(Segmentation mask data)
——————

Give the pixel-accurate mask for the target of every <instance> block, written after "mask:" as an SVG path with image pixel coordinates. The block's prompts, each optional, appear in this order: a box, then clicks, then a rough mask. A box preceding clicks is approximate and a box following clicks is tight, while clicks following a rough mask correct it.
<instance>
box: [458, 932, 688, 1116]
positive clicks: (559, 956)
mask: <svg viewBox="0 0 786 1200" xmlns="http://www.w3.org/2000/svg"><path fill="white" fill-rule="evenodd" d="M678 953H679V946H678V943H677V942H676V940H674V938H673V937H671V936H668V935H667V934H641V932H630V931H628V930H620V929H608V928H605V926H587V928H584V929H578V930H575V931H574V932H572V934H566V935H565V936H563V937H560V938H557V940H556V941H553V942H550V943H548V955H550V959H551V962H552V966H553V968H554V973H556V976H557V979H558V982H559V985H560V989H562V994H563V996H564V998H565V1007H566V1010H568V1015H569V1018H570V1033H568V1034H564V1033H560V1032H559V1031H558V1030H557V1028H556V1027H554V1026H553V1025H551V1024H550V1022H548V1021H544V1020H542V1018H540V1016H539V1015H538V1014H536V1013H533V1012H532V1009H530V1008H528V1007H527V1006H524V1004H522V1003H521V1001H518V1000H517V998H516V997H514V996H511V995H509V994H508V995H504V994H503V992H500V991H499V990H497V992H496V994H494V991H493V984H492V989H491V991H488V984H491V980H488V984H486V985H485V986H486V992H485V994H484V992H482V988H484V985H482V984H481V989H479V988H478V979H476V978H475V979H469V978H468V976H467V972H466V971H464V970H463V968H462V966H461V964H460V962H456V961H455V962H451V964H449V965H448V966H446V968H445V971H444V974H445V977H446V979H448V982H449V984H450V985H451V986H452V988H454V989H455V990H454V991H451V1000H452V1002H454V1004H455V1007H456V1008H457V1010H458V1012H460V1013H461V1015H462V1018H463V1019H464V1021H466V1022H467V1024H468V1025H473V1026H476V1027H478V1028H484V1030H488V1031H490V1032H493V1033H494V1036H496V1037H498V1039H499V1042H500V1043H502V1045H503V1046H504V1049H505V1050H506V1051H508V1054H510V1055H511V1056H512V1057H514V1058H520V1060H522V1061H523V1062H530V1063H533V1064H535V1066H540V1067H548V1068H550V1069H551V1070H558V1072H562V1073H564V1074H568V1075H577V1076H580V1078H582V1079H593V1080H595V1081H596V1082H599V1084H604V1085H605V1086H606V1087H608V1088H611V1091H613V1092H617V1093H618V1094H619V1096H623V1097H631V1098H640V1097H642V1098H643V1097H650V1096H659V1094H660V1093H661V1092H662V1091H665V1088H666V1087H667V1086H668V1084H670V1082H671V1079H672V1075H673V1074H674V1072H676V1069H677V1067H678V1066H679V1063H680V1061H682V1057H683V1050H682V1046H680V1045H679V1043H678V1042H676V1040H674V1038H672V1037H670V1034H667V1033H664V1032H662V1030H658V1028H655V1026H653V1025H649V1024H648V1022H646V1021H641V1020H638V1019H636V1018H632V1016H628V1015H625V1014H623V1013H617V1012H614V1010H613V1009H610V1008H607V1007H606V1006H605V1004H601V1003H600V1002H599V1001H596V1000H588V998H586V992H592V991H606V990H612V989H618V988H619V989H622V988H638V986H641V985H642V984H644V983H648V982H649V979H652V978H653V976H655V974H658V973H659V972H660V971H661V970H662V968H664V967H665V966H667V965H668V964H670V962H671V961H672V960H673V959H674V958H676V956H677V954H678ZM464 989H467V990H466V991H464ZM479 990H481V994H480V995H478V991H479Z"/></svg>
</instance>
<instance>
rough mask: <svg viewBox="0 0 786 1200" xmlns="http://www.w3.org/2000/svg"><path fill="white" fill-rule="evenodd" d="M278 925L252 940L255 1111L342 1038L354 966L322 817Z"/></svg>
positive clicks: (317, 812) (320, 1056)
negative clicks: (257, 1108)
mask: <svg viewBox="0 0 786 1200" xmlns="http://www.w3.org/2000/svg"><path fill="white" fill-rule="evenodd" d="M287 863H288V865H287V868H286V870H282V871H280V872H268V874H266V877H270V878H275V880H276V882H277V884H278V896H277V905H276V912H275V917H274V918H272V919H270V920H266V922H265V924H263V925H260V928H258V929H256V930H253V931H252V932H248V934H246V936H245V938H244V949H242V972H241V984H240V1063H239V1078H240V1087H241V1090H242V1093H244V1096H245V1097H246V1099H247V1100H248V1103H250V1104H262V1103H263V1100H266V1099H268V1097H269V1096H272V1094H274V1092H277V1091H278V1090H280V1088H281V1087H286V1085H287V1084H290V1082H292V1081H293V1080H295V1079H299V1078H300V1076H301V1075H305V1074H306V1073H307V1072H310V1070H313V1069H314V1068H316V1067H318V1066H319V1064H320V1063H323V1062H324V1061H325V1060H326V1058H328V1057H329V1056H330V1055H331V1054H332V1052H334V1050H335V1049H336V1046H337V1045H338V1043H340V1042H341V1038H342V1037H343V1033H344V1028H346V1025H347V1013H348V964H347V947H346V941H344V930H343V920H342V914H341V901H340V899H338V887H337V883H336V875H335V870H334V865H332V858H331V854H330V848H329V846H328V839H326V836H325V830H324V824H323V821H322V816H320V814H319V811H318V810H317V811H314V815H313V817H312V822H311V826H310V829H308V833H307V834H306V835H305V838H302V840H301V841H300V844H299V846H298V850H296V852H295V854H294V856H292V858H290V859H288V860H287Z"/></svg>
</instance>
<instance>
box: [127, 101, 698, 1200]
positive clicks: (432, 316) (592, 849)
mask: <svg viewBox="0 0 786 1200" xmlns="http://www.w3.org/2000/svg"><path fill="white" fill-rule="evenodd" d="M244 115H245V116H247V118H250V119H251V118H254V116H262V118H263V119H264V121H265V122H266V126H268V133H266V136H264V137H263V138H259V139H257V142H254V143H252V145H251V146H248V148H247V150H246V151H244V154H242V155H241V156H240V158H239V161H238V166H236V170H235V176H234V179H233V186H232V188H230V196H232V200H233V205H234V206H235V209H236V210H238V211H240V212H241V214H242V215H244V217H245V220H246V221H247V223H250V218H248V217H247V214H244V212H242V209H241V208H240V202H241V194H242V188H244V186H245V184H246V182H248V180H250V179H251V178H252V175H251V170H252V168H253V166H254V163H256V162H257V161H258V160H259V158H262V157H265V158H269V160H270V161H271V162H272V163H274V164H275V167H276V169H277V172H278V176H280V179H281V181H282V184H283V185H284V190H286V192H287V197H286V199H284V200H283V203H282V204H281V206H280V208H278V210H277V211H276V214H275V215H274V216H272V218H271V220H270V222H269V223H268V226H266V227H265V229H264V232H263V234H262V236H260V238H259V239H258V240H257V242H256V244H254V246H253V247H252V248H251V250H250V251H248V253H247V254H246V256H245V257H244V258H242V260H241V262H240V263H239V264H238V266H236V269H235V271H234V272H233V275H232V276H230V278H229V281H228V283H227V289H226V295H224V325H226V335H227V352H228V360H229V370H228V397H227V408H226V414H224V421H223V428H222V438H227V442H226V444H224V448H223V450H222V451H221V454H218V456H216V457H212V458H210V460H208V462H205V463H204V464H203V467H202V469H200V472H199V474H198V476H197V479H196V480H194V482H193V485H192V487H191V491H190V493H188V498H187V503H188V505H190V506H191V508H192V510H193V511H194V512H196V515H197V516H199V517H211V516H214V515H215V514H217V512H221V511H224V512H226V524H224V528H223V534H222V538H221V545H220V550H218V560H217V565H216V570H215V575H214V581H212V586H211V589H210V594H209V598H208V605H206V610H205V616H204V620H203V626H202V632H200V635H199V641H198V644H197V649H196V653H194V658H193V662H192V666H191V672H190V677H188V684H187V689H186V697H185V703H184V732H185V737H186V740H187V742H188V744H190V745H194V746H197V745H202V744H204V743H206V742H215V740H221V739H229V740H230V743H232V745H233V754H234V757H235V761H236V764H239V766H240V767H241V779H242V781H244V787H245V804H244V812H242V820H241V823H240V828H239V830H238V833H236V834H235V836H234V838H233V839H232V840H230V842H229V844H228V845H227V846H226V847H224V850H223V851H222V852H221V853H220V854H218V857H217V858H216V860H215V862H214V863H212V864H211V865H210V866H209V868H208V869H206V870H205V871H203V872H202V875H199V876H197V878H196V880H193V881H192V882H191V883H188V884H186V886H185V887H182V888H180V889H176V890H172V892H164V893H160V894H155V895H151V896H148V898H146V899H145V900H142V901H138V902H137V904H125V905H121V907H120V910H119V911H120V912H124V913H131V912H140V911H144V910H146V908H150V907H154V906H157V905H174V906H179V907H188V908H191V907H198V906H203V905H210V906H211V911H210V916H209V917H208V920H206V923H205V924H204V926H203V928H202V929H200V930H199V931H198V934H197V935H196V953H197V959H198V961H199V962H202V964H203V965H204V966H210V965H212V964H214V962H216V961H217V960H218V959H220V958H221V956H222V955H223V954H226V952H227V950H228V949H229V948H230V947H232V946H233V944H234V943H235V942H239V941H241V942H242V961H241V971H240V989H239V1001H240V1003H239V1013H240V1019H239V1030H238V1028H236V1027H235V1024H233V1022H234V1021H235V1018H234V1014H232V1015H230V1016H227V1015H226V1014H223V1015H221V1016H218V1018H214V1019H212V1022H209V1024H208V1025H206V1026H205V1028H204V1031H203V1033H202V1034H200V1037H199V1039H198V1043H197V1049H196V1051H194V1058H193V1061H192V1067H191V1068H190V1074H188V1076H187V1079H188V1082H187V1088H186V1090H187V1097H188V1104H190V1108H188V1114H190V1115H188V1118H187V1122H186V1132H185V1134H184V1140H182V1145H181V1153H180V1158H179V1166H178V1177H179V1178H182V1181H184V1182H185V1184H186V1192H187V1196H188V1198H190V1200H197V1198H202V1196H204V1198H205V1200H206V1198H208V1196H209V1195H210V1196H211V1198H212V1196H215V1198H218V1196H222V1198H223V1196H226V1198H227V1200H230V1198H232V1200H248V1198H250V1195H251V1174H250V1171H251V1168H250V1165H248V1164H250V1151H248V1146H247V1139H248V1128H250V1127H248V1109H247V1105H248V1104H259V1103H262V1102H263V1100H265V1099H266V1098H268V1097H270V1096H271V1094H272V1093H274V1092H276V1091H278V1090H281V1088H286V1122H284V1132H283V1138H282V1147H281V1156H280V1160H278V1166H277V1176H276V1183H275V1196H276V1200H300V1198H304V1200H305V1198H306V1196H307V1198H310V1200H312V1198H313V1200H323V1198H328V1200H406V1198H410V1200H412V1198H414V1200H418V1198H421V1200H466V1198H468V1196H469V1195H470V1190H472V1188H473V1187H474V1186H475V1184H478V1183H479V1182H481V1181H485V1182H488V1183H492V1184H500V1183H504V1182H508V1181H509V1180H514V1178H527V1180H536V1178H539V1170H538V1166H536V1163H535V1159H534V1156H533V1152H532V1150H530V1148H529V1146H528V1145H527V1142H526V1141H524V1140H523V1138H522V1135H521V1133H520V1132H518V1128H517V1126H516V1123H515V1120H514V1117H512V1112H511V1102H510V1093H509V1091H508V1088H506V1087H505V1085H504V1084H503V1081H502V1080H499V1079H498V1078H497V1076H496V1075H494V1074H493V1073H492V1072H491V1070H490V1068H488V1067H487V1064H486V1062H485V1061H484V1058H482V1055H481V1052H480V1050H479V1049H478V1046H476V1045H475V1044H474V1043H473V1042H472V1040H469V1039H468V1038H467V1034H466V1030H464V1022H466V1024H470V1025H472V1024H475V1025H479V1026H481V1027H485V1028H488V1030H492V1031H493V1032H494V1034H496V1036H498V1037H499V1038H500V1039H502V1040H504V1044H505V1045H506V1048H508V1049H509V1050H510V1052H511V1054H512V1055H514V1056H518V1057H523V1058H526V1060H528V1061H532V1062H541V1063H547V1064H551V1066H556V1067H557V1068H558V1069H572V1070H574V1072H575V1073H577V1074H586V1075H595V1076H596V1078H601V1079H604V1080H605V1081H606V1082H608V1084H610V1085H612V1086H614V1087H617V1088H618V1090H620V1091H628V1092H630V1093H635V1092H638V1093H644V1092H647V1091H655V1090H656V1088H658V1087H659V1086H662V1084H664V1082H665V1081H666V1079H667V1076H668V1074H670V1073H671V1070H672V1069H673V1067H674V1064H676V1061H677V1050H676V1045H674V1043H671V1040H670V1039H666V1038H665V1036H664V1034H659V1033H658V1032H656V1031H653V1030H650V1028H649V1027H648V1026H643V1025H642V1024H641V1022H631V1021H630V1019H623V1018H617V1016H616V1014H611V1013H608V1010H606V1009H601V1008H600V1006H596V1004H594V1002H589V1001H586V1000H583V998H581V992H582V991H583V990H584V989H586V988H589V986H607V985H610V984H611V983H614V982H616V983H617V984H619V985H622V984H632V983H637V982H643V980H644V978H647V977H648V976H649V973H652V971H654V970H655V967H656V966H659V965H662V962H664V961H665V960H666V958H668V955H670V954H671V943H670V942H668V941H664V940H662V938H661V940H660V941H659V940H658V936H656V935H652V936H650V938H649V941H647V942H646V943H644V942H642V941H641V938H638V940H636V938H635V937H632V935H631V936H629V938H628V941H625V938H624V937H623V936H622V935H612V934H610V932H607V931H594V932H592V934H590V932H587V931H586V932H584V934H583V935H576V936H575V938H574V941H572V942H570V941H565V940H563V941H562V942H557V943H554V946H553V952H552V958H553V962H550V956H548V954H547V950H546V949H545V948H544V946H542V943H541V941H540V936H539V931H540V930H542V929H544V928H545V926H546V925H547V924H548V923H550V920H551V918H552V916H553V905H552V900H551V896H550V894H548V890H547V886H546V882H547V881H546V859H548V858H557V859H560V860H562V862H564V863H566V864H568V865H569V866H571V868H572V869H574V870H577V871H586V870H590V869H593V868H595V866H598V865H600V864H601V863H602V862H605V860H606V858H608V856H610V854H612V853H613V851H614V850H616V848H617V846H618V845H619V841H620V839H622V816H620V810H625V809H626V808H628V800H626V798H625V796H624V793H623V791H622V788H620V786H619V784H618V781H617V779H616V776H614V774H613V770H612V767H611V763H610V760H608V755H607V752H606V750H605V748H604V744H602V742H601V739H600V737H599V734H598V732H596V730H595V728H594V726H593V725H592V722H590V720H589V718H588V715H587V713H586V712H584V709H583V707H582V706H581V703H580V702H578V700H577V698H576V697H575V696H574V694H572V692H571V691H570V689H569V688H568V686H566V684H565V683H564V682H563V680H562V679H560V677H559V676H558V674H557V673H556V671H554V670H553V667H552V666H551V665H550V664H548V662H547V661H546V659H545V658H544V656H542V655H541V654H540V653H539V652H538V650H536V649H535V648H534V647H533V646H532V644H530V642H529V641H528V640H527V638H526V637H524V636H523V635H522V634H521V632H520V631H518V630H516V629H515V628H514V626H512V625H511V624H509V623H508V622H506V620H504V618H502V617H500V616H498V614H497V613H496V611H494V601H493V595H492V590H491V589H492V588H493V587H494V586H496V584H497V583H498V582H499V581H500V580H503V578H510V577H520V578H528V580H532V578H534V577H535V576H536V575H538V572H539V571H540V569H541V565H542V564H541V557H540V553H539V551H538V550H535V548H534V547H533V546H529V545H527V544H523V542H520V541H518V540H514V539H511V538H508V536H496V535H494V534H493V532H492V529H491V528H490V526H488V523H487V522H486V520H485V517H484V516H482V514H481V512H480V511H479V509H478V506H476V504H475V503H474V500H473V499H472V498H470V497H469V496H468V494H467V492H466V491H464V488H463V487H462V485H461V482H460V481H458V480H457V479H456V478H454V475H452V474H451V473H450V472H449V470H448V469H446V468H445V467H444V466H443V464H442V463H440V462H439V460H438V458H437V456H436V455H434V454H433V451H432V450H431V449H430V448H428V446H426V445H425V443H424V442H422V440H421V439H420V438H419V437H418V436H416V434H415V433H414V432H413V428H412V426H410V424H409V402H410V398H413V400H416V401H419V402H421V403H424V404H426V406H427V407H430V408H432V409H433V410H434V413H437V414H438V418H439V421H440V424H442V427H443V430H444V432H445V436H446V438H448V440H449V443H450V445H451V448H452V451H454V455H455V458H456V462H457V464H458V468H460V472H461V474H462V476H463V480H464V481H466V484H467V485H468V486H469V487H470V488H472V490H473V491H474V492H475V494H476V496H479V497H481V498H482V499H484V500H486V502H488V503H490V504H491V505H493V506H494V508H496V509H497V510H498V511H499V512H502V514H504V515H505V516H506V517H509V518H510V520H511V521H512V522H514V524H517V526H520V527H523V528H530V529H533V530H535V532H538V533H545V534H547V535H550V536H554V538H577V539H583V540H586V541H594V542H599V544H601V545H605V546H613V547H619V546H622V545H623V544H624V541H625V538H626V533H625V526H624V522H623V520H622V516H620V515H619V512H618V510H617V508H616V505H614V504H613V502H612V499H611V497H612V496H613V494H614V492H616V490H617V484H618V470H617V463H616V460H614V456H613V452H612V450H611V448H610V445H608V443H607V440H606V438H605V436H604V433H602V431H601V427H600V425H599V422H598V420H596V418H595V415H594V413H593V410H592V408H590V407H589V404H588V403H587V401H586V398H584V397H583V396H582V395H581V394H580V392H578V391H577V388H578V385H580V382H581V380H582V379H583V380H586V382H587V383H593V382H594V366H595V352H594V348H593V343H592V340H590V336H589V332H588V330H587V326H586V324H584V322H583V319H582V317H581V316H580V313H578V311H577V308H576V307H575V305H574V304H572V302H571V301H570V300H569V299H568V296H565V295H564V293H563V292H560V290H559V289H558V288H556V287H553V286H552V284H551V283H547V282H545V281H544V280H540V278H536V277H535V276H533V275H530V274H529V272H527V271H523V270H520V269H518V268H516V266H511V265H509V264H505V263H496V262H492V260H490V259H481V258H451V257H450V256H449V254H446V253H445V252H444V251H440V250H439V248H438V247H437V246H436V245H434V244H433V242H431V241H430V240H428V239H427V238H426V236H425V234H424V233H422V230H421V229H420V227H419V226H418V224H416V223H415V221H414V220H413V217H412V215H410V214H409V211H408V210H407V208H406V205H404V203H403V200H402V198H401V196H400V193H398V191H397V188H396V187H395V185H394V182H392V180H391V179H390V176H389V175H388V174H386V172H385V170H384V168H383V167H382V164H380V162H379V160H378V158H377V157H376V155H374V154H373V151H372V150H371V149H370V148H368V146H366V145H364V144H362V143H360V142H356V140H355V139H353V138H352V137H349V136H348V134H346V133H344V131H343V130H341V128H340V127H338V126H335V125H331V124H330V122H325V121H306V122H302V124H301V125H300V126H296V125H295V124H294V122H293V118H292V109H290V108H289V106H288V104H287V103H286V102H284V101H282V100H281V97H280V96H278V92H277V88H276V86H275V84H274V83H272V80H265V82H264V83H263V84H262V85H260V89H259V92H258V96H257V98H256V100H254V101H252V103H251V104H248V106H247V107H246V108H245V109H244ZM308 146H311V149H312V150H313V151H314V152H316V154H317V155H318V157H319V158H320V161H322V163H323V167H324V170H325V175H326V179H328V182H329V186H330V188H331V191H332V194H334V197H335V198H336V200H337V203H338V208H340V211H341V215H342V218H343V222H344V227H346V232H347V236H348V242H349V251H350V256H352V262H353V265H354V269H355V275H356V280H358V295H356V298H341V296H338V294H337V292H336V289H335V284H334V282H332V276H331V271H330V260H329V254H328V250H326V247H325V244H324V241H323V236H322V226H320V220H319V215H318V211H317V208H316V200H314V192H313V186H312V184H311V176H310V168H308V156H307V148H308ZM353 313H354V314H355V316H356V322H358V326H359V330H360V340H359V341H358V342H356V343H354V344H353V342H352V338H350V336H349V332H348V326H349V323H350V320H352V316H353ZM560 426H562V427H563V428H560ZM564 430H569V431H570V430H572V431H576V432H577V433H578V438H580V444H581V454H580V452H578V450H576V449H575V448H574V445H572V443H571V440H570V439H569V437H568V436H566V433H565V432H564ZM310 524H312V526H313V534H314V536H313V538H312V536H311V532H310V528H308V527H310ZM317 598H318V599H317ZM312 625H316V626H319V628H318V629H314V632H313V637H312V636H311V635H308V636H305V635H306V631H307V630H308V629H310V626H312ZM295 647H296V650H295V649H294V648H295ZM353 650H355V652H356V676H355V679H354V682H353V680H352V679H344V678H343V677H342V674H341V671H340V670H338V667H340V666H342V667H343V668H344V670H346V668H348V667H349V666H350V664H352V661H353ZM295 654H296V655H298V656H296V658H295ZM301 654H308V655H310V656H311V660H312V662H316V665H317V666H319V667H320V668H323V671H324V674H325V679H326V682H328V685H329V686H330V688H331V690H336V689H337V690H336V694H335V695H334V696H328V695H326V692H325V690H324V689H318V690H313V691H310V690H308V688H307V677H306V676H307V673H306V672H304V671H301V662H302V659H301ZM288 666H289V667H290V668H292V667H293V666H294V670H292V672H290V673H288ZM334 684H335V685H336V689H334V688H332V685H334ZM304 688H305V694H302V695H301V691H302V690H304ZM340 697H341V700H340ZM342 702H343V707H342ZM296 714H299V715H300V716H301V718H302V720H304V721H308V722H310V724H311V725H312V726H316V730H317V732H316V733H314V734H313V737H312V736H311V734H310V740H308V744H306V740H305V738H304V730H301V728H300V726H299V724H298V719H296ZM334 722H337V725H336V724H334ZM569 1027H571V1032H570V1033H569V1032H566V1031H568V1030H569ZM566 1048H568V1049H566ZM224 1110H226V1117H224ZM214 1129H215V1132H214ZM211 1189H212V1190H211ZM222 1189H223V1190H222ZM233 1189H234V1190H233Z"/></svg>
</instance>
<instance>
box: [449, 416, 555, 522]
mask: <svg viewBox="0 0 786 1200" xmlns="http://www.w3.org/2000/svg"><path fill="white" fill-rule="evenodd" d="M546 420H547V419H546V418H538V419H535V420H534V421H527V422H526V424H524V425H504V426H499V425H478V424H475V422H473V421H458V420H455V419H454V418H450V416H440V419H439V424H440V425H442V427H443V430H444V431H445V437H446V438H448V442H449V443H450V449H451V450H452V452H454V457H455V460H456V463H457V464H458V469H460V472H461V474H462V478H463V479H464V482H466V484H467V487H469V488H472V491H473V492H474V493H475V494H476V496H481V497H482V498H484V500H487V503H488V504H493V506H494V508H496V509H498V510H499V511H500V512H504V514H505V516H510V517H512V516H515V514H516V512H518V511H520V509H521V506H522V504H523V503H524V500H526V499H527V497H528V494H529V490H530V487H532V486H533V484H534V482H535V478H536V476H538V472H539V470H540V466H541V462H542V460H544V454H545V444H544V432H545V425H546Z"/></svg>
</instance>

——————

- Work instruction -
Please copy only these lines, exactly: the first line of the records through the line containing "box: [458, 932, 688, 1116]", ends included.

- Exercise response -
Give the pixel-accurate mask for the target of every <instance> block, written after "mask:" as an SVG path with image pixel coordinates. The block's prompts, each optional, appear in this order: a box, then clicks, then a rough mask. A box preceding clicks is approximate and a box following clicks is tight, while clicks following a rough mask correct it.
<instance>
box: [458, 932, 688, 1116]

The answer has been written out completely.